*** Opening Text segment ***
Thousands of children in the southern state will receive publicly-funded vouchers for the next school year to attend private schools where Scotland's most famous mythological beast will be taught as a real living creature.and a bit later:
These private schools follow a fundamentalist curriculum including the Accelerated Christian Education (ACE) programme to teach controversial religious beliefs aimed at disproving evolution and proving creationism.
One ACE textbook – Biology 1099, Accelerated Christian Education Inc – reads: "Are dinosaurs alive today? Scientists are becoming more convinced of their existence. Have you heard of the 'Loch Ness Monster' in Scotland? 'Nessie' for short has been recorded on sonar from a small submarine, described by eyewitnesses, and photographed by others. Nessie appears to be a plesiosaur."The bit about the private schools getting vouchers is true. That is here. Salon.com did a piece on the ACE textbooks. They fill in the remainder of the above quote:
“Could a fish have developed into a dinosaur? As astonishing as it may seem, many evolutionists theorize that fish evolved into amphibians and amphibians into reptiles. This gradual change from fish to reptiles has no scientific basis. No transitional fossils have been or ever will be discovered because God created each type of fish, amphibian, and reptile as separate, unique animals. Any similarities that exist among them are due to the fact that one Master Craftsmen fashioned them all.”I have written on the apologia textbooks before but these books seem to be every bit as bad. It is nothing short of astounding that the authors of the ACE textbooks, in their zeal to disprove evolution, have settled upon an animal for which No Credible Evidence Exists. It is not just bad science, it is cryptozoology of the worst sort. What is next? Evolution can't be true because of if it were, how would it produce the regular octopus and the Pacific Northwest Tree Octopus? Humans could not have evolved from lower ape forms because Bigfoot still roams the earth?
*** Closing Text segment ***
*** Opening Record excerpts ***
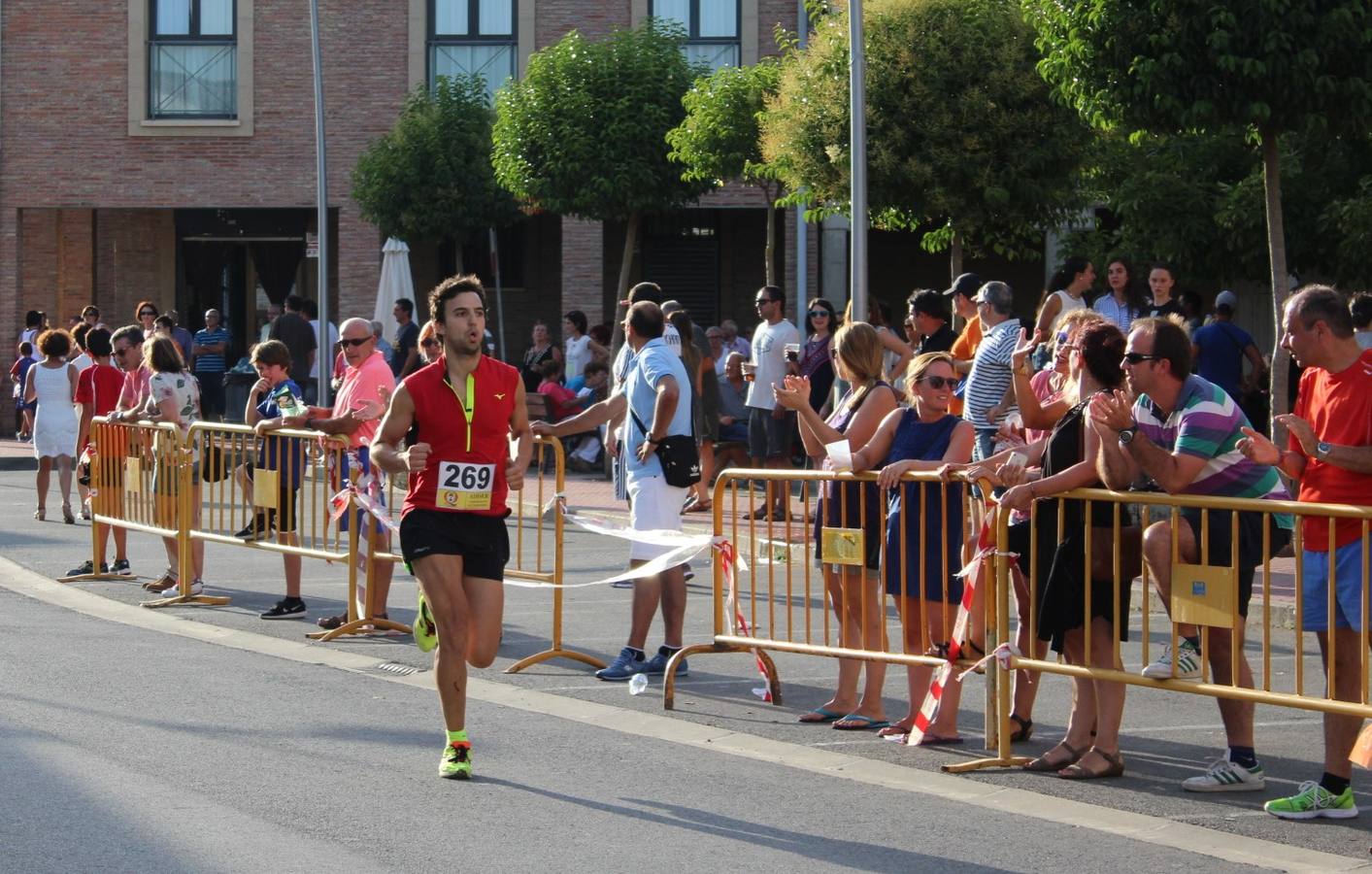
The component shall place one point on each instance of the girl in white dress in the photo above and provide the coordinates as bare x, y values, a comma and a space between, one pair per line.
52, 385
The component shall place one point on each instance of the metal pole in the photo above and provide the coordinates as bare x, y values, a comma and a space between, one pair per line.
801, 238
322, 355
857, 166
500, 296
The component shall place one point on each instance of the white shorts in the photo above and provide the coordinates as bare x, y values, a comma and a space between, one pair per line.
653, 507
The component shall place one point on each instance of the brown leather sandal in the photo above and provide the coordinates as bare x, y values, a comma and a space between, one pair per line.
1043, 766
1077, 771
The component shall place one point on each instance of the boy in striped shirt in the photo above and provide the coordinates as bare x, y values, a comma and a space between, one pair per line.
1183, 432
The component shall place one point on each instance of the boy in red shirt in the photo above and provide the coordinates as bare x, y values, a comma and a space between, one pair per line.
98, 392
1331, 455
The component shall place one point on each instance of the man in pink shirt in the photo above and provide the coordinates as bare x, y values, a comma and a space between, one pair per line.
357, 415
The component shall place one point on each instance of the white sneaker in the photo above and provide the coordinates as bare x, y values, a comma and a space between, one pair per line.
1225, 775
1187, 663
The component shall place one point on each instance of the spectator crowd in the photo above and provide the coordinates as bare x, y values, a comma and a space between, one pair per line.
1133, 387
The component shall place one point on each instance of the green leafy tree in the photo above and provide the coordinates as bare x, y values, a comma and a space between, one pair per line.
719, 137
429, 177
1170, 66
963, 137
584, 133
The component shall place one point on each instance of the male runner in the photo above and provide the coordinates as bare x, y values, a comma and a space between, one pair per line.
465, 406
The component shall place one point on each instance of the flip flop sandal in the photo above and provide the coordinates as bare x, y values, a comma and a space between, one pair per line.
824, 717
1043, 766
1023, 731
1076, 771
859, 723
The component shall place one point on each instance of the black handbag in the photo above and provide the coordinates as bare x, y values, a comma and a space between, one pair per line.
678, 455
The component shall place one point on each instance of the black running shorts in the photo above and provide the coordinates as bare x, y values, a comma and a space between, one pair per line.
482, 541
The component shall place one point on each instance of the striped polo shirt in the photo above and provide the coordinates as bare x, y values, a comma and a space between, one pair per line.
*** Closing Record excerpts ***
* Exercise description: The post on ACE textbooks quotes a textbook claim that Nessie has been documented. List every way the quoted textbook says this was done.

* Answer to this problem:
- Recorded on sonar from a small submarine
- Described by eyewitnesses
- Photographed by others